● **Exercise instructions**: Write out the data word for word, taking care that no picture is carried over.

--- START ---

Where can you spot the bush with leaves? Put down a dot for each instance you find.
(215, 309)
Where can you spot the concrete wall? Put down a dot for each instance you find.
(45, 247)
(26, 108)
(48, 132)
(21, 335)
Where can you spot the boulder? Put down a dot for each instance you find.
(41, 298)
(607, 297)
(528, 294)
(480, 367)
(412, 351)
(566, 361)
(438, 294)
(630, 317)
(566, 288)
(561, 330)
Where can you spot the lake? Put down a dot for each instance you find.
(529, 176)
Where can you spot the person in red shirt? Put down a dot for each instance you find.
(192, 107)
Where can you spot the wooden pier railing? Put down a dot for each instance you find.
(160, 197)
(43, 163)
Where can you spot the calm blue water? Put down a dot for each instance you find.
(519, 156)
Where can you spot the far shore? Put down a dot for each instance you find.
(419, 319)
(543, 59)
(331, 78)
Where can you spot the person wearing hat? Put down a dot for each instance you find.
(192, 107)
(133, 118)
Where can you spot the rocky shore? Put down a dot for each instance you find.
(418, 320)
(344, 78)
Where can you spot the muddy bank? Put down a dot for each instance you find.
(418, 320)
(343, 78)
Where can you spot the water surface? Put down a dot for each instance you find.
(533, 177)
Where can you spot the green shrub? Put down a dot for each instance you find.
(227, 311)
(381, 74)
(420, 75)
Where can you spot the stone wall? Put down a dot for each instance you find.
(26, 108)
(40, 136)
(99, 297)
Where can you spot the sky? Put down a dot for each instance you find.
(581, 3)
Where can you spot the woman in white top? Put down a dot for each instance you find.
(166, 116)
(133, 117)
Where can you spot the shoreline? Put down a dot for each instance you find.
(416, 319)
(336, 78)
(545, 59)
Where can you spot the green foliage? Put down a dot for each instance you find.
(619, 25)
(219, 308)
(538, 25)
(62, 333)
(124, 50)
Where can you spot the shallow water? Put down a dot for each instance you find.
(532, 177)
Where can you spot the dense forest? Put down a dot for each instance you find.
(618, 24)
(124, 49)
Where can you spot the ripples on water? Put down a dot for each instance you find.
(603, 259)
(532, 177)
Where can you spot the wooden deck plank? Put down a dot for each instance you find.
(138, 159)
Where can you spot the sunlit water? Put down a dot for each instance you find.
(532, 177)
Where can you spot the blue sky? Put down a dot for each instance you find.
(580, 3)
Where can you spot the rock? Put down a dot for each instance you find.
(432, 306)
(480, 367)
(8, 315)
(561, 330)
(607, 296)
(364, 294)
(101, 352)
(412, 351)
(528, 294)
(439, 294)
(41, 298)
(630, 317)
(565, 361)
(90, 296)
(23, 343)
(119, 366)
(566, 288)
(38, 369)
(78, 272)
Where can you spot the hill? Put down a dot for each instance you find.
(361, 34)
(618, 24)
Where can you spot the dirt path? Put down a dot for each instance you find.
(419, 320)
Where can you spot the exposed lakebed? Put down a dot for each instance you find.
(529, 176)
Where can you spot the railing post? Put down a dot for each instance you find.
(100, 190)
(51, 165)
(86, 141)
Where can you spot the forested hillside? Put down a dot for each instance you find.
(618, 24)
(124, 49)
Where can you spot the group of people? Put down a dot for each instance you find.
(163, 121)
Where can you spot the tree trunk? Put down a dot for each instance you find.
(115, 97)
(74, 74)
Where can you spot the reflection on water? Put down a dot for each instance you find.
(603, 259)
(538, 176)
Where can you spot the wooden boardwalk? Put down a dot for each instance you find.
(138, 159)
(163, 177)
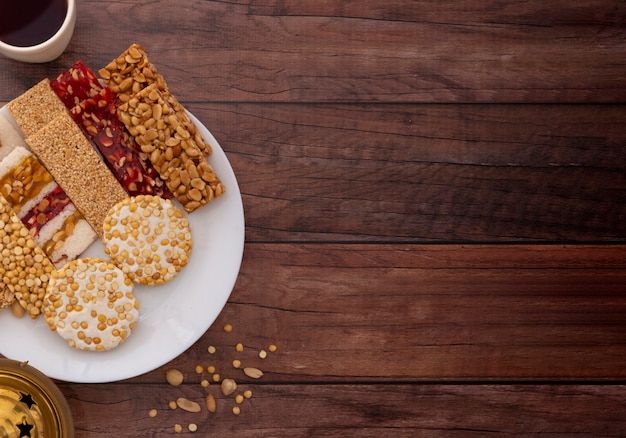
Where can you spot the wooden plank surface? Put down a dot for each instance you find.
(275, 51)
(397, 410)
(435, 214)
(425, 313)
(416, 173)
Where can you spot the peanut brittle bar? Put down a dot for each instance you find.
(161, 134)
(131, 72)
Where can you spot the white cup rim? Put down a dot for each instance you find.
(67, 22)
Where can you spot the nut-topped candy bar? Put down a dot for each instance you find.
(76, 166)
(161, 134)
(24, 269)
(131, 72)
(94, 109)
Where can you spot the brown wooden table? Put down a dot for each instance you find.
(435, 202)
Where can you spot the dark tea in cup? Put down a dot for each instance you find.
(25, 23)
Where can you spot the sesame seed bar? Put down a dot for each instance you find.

--- END ---

● **Result of the exercise**:
Where can you spot the bush with leaves? Put down a dot for each instance you find.
(215, 309)
Where can you spot the concrete wall? Put down a dot for each instance you find.
(45, 247)
(26, 108)
(48, 132)
(21, 335)
Where can you spot the boulder? Put down a dot for each instance you find.
(41, 298)
(607, 297)
(528, 294)
(480, 367)
(412, 351)
(566, 361)
(438, 294)
(630, 317)
(566, 288)
(561, 330)
Where can you spot the lake? Put down a dot for each instance you find.
(529, 176)
Where can you spot the person in red shirt? Put down a dot for each instance you find.
(192, 107)
Where can you spot the wooden pier railing? Put down a dot for each instance you find.
(160, 197)
(43, 163)
Where can you spot the calm blue water? Put down a dot for each instance you find.
(519, 156)
Where can you spot the far shore? Put down a dot for each instance you find.
(419, 319)
(543, 59)
(331, 78)
Where can you spot the person wearing hat? Put down a dot for each instance you find.
(192, 107)
(133, 118)
Where can you spot the rocky shore? Put down a dot for each instance you find.
(418, 320)
(344, 78)
Where can you spot the muddy bank? Put down a dot for each instance you find.
(418, 320)
(343, 78)
Where can you spot the water surface? Put down a dot for each instance you find.
(533, 177)
Where can you spot the green shrub? Put down a dot for each instance you find.
(227, 311)
(381, 74)
(420, 75)
Where can you spot the stone wall? Put down a dot for each instance you find.
(26, 108)
(40, 136)
(99, 297)
Where can you spot the sky? Put down a dot for each instance you find.
(581, 3)
Where can you spot the woman in white top? Put down a dot for each instance you find.
(166, 116)
(133, 117)
Where can you spot the shoreline? Put down a dot for each instance you find.
(416, 319)
(336, 78)
(545, 59)
Where can you spot the green foliage? Put down a dot for each instance you find.
(619, 25)
(219, 308)
(538, 25)
(62, 333)
(124, 50)
Where can you spot the shallow water? Put down a dot for each instance you find.
(532, 177)
Where can you spot the dense forest? Put down a dot for each instance you find.
(618, 24)
(124, 49)
Where can you spot the ripples on water? Put down a dot for each instance you find.
(603, 259)
(532, 177)
Where can you spot the wooden deck plank? Put down a dot for each instance you find.
(138, 159)
Where can you spot the sunlit water? Put down a dot for each instance you find.
(532, 177)
Where can you spot the blue sky? Put down a dot for each instance you find.
(580, 3)
Where can you spot the rock? Put down a dot for each instance you find.
(432, 306)
(480, 367)
(8, 315)
(561, 330)
(607, 296)
(364, 294)
(101, 352)
(412, 351)
(528, 294)
(439, 294)
(41, 298)
(630, 317)
(565, 361)
(90, 296)
(23, 343)
(119, 366)
(566, 288)
(38, 369)
(78, 272)
Where can you spot the hill? Put down a dot for each instance you find.
(361, 34)
(618, 24)
Where can you spot the dirt path? Put down a dot for each instance you find.
(419, 320)
Where can you spot the exposed lakebed? Put down a dot for each instance you find.
(529, 176)
Where can you spot the railing post? Put down a dot for each instance you find.
(100, 190)
(51, 165)
(86, 141)
Where can you spot the forested hillside? Put down a dot for each instance you find.
(618, 24)
(124, 49)
Where can you spot the group of people? Put down a dot for each instance you find.
(163, 121)
Where can you spot the tree trunk? Put down a dot for each instance you find.
(115, 97)
(74, 74)
Where can you spot the reflection on water? Put down a dot for each instance you find.
(603, 259)
(538, 176)
Where can you spot the wooden boardwalk? Put down a dot for each instance you find.
(138, 159)
(163, 177)
Where can you spot the wooden plank surface? Put down a dot for each instance you find.
(275, 51)
(397, 410)
(435, 214)
(425, 313)
(416, 173)
Where can you spot the peanut brittle bar? Put down a dot for each instance you find.
(161, 134)
(131, 72)
Where can you spot the white cup rim? Put down a dot for each instance you find.
(67, 22)
Where can you spot the nut-topped candy bar? Put down a dot for each instance you find.
(76, 166)
(161, 134)
(24, 269)
(131, 72)
(94, 109)
Where can you spot the brown wooden table? Put down a dot for each instance you find.
(435, 202)
Where can you spot the dark tea in cup? Put down a dot for each instance you find.
(25, 23)
Where can you spot the sesame seed bar? Put down a dot for each instance you find.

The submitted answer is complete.